-- start --

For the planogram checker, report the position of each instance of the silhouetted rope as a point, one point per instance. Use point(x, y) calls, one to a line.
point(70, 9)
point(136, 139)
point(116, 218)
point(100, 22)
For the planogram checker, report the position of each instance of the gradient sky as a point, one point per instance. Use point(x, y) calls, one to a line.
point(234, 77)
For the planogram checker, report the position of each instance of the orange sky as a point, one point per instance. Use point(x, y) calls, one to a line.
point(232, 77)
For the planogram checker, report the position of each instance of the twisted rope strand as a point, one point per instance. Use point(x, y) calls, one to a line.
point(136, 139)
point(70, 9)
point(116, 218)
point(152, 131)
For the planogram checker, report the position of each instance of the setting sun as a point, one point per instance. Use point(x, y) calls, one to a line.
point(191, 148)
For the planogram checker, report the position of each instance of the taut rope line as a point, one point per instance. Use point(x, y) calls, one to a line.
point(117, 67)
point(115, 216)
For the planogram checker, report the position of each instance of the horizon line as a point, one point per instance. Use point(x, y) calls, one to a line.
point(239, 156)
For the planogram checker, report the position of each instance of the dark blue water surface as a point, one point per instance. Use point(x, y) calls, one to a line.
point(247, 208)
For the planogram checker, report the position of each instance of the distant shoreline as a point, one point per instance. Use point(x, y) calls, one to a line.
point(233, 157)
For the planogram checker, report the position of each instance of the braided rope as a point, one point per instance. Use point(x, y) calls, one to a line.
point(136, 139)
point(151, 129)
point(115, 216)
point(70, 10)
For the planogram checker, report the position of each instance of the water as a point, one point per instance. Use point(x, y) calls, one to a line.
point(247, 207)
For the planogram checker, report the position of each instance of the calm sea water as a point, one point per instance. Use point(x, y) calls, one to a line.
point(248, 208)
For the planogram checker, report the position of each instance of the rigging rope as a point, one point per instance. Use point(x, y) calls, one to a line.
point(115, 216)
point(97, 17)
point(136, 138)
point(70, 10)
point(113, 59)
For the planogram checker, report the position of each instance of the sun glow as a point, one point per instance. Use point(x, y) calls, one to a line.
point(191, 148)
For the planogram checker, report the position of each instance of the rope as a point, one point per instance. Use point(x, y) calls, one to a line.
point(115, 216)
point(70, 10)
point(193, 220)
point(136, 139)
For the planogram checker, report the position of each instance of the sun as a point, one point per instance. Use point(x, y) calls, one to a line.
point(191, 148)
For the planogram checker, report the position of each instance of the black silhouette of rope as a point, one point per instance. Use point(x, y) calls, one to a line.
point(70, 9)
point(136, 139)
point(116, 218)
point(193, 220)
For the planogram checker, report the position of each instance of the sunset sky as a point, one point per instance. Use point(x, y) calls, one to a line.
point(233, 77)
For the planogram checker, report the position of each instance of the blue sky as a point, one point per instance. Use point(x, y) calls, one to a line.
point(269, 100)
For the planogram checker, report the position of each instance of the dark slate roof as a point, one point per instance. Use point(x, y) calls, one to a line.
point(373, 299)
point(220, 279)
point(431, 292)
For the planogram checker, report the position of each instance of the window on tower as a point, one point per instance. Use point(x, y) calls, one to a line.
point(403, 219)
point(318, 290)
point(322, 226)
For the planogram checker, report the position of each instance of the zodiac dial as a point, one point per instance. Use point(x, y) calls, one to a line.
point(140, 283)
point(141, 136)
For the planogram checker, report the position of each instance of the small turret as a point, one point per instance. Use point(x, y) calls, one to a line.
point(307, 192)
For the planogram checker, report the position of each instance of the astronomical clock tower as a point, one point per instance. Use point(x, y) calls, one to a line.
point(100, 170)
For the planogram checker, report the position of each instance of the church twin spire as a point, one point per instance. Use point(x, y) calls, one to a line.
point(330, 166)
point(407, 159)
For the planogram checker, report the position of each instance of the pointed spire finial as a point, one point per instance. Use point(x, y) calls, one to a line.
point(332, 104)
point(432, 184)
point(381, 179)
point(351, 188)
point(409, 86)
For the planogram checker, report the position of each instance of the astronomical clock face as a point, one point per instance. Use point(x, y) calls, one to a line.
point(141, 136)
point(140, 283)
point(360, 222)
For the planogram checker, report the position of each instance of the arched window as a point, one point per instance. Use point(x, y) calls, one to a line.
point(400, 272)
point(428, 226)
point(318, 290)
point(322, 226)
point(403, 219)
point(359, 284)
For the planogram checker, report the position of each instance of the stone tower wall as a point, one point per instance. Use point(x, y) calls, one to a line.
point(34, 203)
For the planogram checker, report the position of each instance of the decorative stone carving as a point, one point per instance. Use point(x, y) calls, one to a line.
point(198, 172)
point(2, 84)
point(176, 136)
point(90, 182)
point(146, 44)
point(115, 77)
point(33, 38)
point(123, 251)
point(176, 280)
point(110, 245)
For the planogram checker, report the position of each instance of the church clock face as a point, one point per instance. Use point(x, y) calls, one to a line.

-- end --

= TASK INSTRUCTIONS =
Rewrite all of the material above, replacing "planogram checker" with "shelf layout validator" and leaving everything else as it is.

= RESULT OF THE TASK =
For the shelf layout validator, report the position of each instance of the silhouetted rope as a point, one point per instance. Use point(x, y) calls, one to a line.
point(70, 9)
point(136, 139)
point(116, 218)
point(100, 22)
For the shelf layout validator, report the position of each instance of the gradient sky as a point, one point per instance. Use point(x, y) calls, one to a line.
point(234, 77)
For the shelf layout validator, report the position of each instance of the orange sky as a point, one point per instance. Use point(x, y) calls, one to a line.
point(232, 77)
For the shelf layout validator, report the position of each instance of the twisted rope strand as a point, one point per instance. Use point(x, y) calls, one to a line.
point(136, 139)
point(70, 9)
point(116, 218)
point(152, 131)
For the shelf layout validator, report the position of each instance of the setting sun as a point, one point per instance. Use point(x, y) calls, one to a line.
point(191, 148)
For the shelf layout validator, report the position of each instance of the taut rope line as a point, one point per instance. Use point(x, y) calls, one to a line.
point(117, 67)
point(115, 216)
For the shelf layout validator, report the position of each instance of the horizon line as a point, one point per instance. Use point(x, y) calls, one to a line.
point(239, 156)
For the shelf layout validator, report the position of each instance of the dark blue water surface as a point, one point per instance. Use point(x, y) calls, one to a line.
point(247, 208)
For the shelf layout validator, report the position of each instance of the distant shoreline as a point, one point per instance. Use point(x, y) calls, one to a line.
point(233, 157)
For the shelf layout validator, report the position of each instance of the braided rope as a point, one point per instance. Use point(x, y) calls, one to a line.
point(136, 139)
point(151, 129)
point(115, 216)
point(70, 10)
For the shelf layout validator, report the position of each instance of the water as a point, one point per instance. Use point(x, y) calls, one to a line.
point(247, 207)
For the shelf layout validator, report the position of each instance of the calm sea water as a point, one point per instance. Use point(x, y) calls, one to a line.
point(248, 208)
For the shelf layout validator, report the position of each instance of the rigging rope as a point, one point per instance. Use point(x, y) calls, one to a line.
point(115, 216)
point(97, 17)
point(136, 138)
point(70, 10)
point(113, 59)
For the shelf layout validator, report the position of each instance of the sun glow as a point, one point per instance. Use point(x, y) calls, one to a line.
point(191, 148)
For the shelf layout validator, report the position of each instance of the rope as a point, one point per instance. Use point(x, y) calls, one to a line.
point(115, 216)
point(70, 10)
point(193, 220)
point(136, 139)
For the shelf layout validator, report the position of each instance of the sun as a point, one point per instance. Use point(x, y) calls, one to a line.
point(191, 148)
For the shelf layout validator, report the position of each instance of the black silhouette of rope as a point, one point per instance. Use point(x, y) calls, one to a line.
point(70, 9)
point(136, 139)
point(116, 218)
point(193, 220)
For the shelf layout validator, report the position of each instance of the sunset sky as a point, one point per instance. Use point(x, y) calls, one to a line.
point(233, 77)
For the shelf layout validator, report the position of each instance of the blue sky as a point, one point per instance. Use point(x, y) calls, one to a line.
point(269, 100)
For the shelf layout validator, report the position of each instance of the dark slate roof as a point, one point per instance. Use point(x, y) calls, one to a line.
point(373, 299)
point(220, 279)
point(431, 292)
For the shelf layout validator, report the position of each instance of the window on tower as a point, one point per instance. Use point(x, y) calls, one to a line.
point(403, 219)
point(318, 290)
point(322, 226)
For the shelf layout validator, report the position of each instance of the zodiac dial as a point, one point per instance. Use point(x, y) calls, one to a line.
point(140, 283)
point(141, 136)
For the shelf layout validator, report the position of each instance of the small turret as a point, one point per instance. Use point(x, y) calls, one to a line.
point(307, 192)
For the shelf layout validator, report the position of each instance of the astronomical clock tower as a point, one point per instance. Use point(x, y) calls, one to a line.
point(100, 170)
For the shelf layout validator, report the position of each instance of the church twin spire as a point, one point per instance. Use point(x, y) calls, one to a line.
point(330, 166)
point(407, 159)
For the shelf layout validator, report the position of each instance of the pointed spire finial as a point, one point per instance. Use point(x, y) calls, one to a line.
point(332, 104)
point(432, 184)
point(381, 179)
point(351, 188)
point(409, 86)
For the shelf layout validator, report the position of each instance of the astronomical clock face as a point, one point per instance. Use point(x, y) calls, one to a line.
point(141, 136)
point(140, 283)
point(360, 222)
For the shelf layout validator, report the position of each instance of the arched window as a point, one point per instance. Use point(x, y) calls, one to a line.
point(400, 272)
point(428, 226)
point(318, 290)
point(322, 226)
point(403, 219)
point(359, 284)
For the shelf layout validator, report the position of each instance of the stone tower wall as a point, one point per instance. Use point(x, y) calls, one to a line.
point(34, 203)
For the shelf layout validator, report the position of each instance of the decorative stone carving as a point, one point per instance. Use point(x, y) calls, one to a line.
point(198, 172)
point(2, 84)
point(176, 136)
point(90, 182)
point(146, 44)
point(115, 77)
point(33, 38)
point(123, 251)
point(176, 280)
point(110, 245)
For the shelf layout validator, report the position of each instance of the church clock face as a point, one point per instance. Use point(x, y) calls, one to a line.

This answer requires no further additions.